Before we dive further into the topic I just wanted to make it clear that this article is about the FAIR data principles, Findability, Accessibility, Interoperability and Reuse, which aim to help people to develop a better strategy regarding their digital assets for contiued reuse.
I recently wrote a White paper for one of my clients, looking at the FAIR data principles in relation to databases and how Graph databases, a new breed of NOSQL databases are a perfect fit when it comes to the implementation of these principles. You can read the article here.
In this article I don’t want to look at databases but rather at documents and how small businesses can draw on the FAIR data principles to develop their strategy for storing their documents ranging from accounting, commercial, trading or intellectual property documents.
In some ways the context of documents is potentially closer to the original development of these principles than the context of databases. In the original paper that introduces these principles the authors talk about the publication of digital resources and how these principles can improve the value of these digital resources not only for now but also in the future.
You might think though "Why is this for me? I don’t publish digital resources and I defenitely don’t publish digital resources for a wider audience". But this is exactly what you are doing. Documents are very much digital resources and by saving them to your disk, to the cloud or to an external storage device you effectively publish them with the notion of refering back to them in the future. And while they are not for a wider audience today you might need other people to be able to refer to these documents in the future.
Documents are not just for Christmas, they are for life
This should be the first take home message here. Document storage is not just an archival process but should be seen as an active process that has the potential reuse of your documents at the center. How often have you thought about something, remembering that you had written or read about it in one of the documents you have stored away only to be unable to find it again, feeling realy frustrated about it. Remember that frustration the next time you store a document for the first time.
The FAIR data principles in context
The FAIR data prinicples are based on the four key corner stones of findability, accessibility, interoperability and reuse. Nevertheless at the core of the whole idea is the notion that your digital resouces (read documents) are described by clear meaningful additional information – referred to as metadata.
Lets have a look at the four principles one by one
Findability
The key requirements for findability can be summarised as:
- assigment of a unique identifier
- rich metadata to describe the resource
- resources and their description are stored in an indexed and searchable manner
Taking these points into consideration there are several points to consider. Naming your documents is key so that you can be sure in the future that the document is the document you are looking for. This could be particularly important when you revise a document over time. It needs to be possible for you to identify the version that was relevant or up to date a a particular time. The approach I use here is to prefix every document with the date and the version of the document followed by a descriptive title following the convention yyyymmddvv_DocumentTitle
. An example would be
2020100301_ServiceProposalClientName
Also note that the document name does not contain any spaces. While not a problem for all modern operating systems and platforms there are still constraints around spaces in file names. Here I use a combination of a lowline and PascalCase, where the first letter of every word is capitalized.

════════════════════

• Given problem A:
Answer these questions using the article on the FAIR data principles:
(i) What four principles do the letters of FAIR stand for?
(ii) What term does the article use for the clear, meaningful additional information that describes digital resources?
(iii) What naming convention does the author use for documents?
• Given problem B: Can you rewrite the paragraph of the article on the FAIR data principles that begins "You might think though" more briefly, keeping its main facts?
• Given problem C: Write out the passage of the article on the FAIR data principles word for word, starting with "Documents are not" and going on through "the first time.".

Point annotation records:

════════════════════

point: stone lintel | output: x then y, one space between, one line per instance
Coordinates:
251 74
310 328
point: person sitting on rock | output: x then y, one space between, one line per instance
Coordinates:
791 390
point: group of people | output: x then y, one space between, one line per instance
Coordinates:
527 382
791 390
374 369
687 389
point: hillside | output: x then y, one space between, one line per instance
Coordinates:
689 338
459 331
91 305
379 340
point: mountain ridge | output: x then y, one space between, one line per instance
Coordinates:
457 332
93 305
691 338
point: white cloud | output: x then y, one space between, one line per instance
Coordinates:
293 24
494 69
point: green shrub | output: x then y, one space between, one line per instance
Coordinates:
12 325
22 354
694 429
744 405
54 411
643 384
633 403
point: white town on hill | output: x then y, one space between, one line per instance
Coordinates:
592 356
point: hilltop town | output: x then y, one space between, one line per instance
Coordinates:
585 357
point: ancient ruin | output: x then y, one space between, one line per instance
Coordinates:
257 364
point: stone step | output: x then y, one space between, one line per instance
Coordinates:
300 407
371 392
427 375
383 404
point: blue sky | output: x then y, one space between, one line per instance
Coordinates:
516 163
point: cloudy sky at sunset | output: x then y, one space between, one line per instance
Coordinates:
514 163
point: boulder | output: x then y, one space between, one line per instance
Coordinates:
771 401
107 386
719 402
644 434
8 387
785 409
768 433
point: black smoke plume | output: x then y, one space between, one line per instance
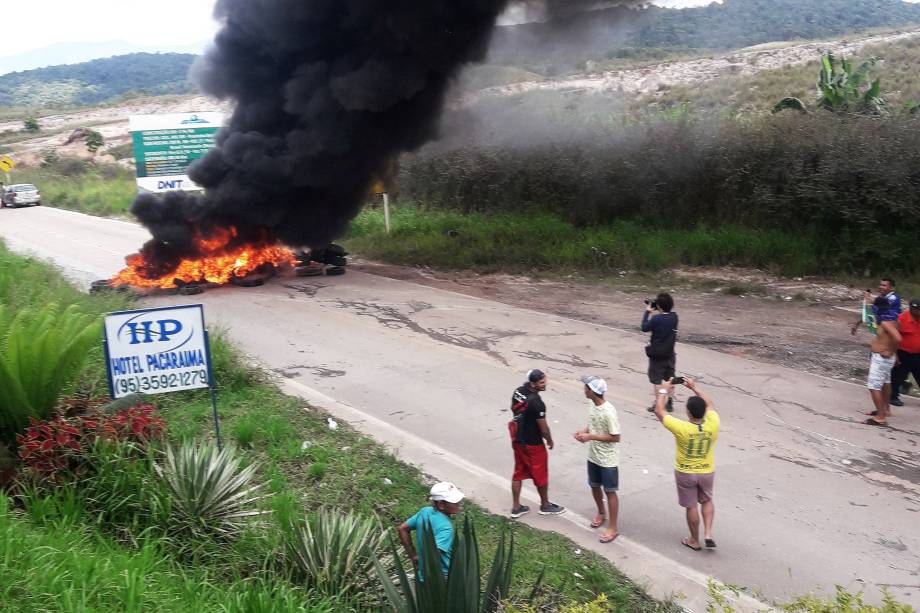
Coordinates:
326 93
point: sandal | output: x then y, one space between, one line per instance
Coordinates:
686 543
609 538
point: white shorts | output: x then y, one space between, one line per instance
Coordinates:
879 371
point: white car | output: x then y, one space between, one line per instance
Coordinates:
21 194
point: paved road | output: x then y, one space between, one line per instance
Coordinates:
807 497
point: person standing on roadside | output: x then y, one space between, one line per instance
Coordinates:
884 349
885 290
908 361
528 429
694 463
603 438
445 503
660 349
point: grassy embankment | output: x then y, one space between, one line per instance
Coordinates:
58 555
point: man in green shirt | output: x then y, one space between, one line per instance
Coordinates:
603 438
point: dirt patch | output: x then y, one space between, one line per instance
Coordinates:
801 323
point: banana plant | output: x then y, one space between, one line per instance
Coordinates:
41 353
843 89
461 590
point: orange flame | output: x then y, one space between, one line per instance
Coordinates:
218 264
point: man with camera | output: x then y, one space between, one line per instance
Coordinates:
660 350
694 462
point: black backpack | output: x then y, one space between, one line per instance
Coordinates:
664 349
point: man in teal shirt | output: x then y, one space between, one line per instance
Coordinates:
445 502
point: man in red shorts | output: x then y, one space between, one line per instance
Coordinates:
528 430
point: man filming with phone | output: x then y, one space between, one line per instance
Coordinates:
694 462
662 323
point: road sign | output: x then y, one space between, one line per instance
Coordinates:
166 145
156 351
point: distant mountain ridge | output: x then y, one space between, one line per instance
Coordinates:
79 52
733 24
98 80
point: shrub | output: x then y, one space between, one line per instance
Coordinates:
333 553
43 352
55 448
210 492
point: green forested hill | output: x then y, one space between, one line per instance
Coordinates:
730 25
98 80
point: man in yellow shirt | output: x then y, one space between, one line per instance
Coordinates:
694 466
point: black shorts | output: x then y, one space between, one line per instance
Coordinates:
661 369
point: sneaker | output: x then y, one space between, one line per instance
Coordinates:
521 510
552 509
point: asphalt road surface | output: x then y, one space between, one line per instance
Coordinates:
806 496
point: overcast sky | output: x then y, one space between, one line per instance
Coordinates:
40 23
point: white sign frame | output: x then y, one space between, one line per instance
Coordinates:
139 360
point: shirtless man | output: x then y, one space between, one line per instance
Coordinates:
884 348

════════════════════

• Result A:
(i) Findability, Accessibility, Interoperability and Reuse.
(ii) Metadata.
(iii) yyyymmddvv_DocumentTitle

• Result B: You may think the principles don't apply to you because you don't publish digital resources, but you do. Documents are digital resources, and saving them to a disk, the cloud or an external storage device effectively publishes them so you can refer back to them later. Even if they aren't for a wider audience today, other people may need to refer to them in the future.

• Result C:
Documents are not just for Christmas, they are for life
This should be the first take home message here. Document storage is not just an archival process but should be seen as an active process that has the potential reuse of your documents at the center. How often have you thought about something, remembering that you had written or read about it in one of the documents you have stored away only to be unable to find it again, feeling realy frustrated about it. Remember that frustration the next time you store a document for the first time.